TEXTO SELECCIONADO
════════════════════

La cumbre del grupo de Río que suturó, provisoriamente, la herida abierta en la paz de la región por la incursión colombiana en territorio de Ecuador, puede ser un hito histórico. Enfrentado a una crisis de gran envergadura, cargada de proyecciones que iban mucho más allá de los problemas que se suscitaban entre Colombia y Ecuador, el grupo supo no sólo poner paños fríos al diferendo entre los dos países, sino también oponer una barrera contra las pulsiones disgregadoras programadas desde afuera con miras a desarticular la incipiente unidad sudamericana. El refrendo de la inviolabilidad de las fronteras y la reafirmación del principio de no injerencia en los asuntos internos de nuestros países se erigió así como un contrafuerte frente a la teoría propugnada por Estados Unidos en el sentido de intervenir “preventivamente”, más allá de cualquier frontera, en resguardo de lo que la superpotencia entiende son sus propios intereses.

════════════════════

Fragmentos de datos de etiquetado de ubicaciones
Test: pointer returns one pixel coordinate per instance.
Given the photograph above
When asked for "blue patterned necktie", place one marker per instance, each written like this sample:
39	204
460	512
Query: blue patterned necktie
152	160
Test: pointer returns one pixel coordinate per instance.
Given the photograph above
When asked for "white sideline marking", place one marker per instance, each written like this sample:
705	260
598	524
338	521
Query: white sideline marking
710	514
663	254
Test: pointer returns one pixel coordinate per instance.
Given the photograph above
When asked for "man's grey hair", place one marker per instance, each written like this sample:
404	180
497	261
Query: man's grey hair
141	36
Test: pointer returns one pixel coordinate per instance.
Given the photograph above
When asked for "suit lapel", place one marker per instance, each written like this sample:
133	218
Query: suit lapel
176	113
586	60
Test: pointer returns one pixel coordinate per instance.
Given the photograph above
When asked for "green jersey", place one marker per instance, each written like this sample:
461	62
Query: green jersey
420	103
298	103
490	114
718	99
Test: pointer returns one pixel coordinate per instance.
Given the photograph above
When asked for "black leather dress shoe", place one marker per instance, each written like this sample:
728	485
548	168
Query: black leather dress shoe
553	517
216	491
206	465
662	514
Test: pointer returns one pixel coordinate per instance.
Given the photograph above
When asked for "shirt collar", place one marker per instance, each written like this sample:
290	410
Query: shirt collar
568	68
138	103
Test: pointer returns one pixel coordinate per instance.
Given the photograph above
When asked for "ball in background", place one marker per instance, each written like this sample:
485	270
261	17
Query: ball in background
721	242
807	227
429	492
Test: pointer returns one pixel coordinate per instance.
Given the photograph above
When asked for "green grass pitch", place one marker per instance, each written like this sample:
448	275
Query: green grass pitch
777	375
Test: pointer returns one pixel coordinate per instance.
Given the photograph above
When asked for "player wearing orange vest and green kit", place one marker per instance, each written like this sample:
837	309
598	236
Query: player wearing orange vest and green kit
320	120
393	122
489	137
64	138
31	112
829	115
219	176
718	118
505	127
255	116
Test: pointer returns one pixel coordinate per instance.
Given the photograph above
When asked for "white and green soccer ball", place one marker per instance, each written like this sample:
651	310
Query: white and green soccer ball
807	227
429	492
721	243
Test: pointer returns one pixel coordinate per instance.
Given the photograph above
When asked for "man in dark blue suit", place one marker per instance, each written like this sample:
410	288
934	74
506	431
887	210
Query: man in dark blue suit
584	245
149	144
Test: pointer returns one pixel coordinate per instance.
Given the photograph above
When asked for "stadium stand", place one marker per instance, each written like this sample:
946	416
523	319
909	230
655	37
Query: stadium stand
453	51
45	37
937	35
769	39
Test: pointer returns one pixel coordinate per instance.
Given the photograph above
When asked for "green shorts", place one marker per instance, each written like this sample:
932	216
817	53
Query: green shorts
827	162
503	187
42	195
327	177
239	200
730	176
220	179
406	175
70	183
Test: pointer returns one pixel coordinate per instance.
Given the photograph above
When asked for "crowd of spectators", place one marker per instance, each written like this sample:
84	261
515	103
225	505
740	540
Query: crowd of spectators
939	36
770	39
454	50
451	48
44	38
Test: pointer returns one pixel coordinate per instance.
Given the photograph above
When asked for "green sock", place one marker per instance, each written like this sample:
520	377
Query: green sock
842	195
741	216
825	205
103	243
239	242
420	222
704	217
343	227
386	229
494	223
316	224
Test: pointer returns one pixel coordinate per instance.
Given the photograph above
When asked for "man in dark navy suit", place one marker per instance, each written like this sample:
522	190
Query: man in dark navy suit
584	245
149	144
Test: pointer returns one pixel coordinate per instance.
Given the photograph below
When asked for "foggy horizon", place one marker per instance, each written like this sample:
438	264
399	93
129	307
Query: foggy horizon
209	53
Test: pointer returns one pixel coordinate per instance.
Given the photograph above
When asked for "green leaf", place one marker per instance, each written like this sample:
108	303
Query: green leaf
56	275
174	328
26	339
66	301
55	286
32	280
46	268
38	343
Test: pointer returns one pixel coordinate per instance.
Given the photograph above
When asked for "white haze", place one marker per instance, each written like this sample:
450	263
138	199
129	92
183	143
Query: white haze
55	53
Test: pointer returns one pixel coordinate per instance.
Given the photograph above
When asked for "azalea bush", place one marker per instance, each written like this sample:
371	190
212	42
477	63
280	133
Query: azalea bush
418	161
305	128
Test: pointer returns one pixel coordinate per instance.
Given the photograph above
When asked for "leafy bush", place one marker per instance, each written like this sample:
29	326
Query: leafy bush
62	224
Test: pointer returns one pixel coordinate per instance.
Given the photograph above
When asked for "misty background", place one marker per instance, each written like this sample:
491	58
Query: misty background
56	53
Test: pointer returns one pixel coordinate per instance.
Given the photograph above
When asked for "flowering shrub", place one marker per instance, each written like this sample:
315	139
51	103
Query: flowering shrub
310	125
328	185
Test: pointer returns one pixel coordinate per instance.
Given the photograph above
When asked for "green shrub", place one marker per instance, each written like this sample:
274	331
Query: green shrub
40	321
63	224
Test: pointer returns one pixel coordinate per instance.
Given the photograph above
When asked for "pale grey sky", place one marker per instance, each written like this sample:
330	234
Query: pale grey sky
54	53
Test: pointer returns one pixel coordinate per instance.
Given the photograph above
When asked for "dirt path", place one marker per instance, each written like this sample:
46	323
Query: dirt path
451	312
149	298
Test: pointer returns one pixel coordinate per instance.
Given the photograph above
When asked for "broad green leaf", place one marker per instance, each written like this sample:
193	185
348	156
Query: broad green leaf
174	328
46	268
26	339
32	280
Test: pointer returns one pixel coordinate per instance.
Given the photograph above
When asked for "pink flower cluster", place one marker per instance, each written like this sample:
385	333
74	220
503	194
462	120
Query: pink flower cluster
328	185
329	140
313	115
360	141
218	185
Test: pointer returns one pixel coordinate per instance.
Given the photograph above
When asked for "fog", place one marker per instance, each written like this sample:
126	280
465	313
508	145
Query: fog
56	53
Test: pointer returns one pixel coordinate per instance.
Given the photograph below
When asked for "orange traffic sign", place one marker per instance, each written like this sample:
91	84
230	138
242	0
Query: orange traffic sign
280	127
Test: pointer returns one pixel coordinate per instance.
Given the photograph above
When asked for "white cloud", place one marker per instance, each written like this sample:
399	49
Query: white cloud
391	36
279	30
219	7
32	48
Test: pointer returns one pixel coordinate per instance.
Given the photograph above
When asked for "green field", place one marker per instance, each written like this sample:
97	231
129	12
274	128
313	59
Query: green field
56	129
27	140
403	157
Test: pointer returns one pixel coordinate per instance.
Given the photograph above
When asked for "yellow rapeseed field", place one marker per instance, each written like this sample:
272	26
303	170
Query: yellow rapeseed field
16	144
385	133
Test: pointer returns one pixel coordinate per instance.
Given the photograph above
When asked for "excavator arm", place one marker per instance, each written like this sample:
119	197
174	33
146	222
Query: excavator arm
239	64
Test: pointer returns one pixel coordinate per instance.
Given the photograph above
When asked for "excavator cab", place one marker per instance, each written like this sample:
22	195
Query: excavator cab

════════════════════

POR HACER
Reproduce íntegramente el texto sobre la cumbre del grupo de Río, sin cambiar nada. Los ítems no tienen relación con el texto sobre la cumbre del grupo de Río.

RESPUESTA
La cumbre del grupo de Río que suturó, provisoriamente, la herida abierta en la paz de la región por la incursión colombiana en territorio de Ecuador, puede ser un hito histórico. Enfrentado a una crisis de gran envergadura, cargada de proyecciones que iban mucho más allá de los problemas que se suscitaban entre Colombia y Ecuador, el grupo supo no sólo poner paños fríos al diferendo entre los dos países, sino también oponer una barrera contra las pulsiones disgregadoras programadas desde afuera con miras a desarticular la incipiente unidad sudamericana. El refrendo de la inviolabilidad de las fronteras y la reafirmación del principio de no injerencia en los asuntos internos de nuestros países se erigió así como un contrafuerte frente a la teoría propugnada por Estados Unidos en el sentido de intervenir “preventivamente”, más allá de cualquier frontera, en resguardo de lo que la superpotencia entiende son sus propios intereses.